Stored data entries
Segment Open
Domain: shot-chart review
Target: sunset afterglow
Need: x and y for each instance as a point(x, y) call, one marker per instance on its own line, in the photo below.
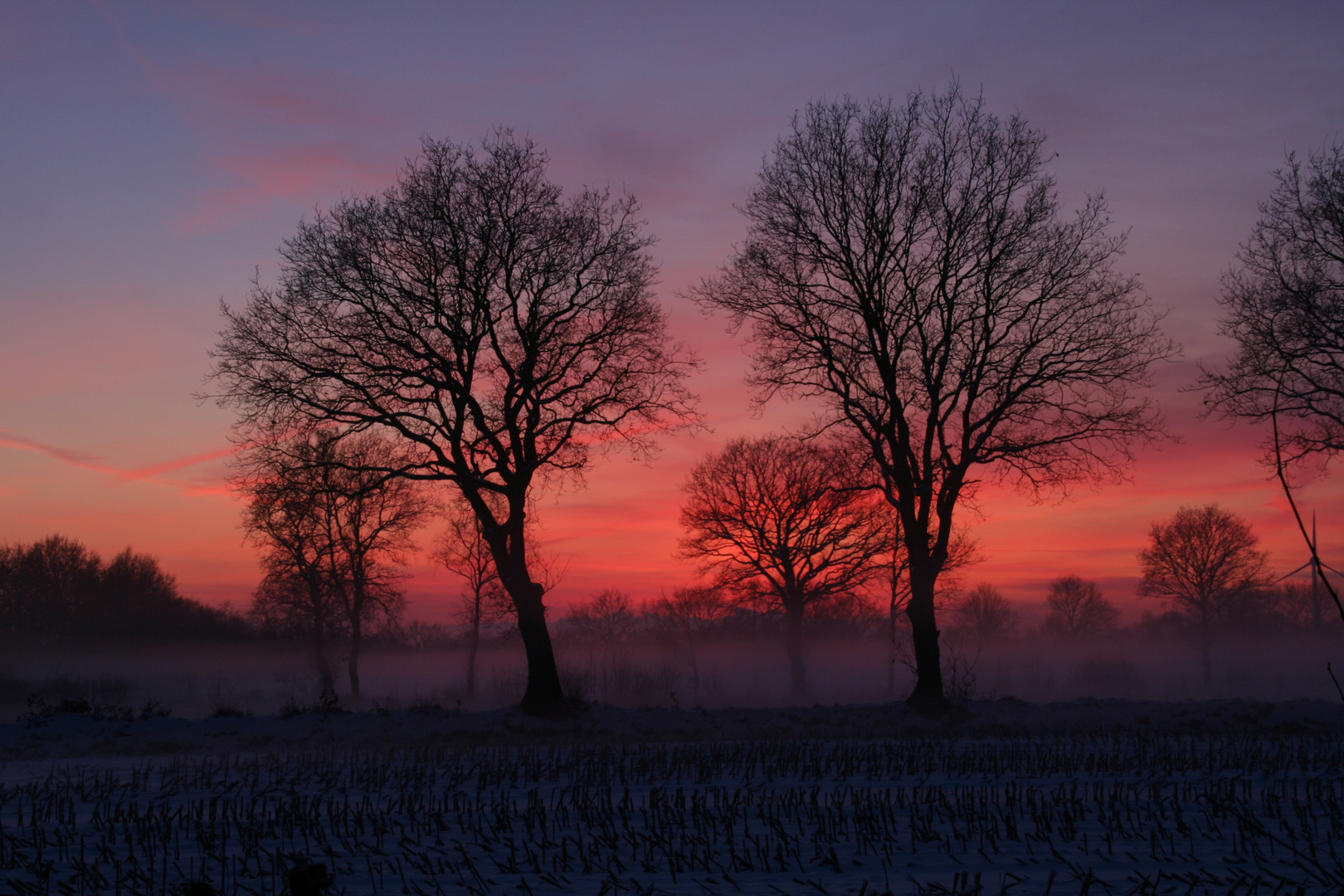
point(156, 156)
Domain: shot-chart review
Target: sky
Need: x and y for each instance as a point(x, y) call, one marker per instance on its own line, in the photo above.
point(155, 155)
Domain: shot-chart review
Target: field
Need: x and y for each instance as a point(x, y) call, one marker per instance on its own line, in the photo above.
point(1004, 796)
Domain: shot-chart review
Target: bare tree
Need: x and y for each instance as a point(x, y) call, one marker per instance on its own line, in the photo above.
point(285, 522)
point(1202, 562)
point(502, 332)
point(1079, 610)
point(777, 520)
point(687, 617)
point(464, 553)
point(359, 523)
point(908, 265)
point(986, 613)
point(606, 620)
point(1283, 304)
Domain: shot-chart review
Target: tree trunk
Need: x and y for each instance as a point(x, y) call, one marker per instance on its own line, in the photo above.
Segment Closed
Task directions:
Lines from the one containing "Target: tree trunk" through the end of the entries above must be copied exactly; include both ends and no other lines.

Task result:
Target: tree trunk
Need: x and y for each instance as a point(x, y) call, one marker per instance on its own line, in the photo above.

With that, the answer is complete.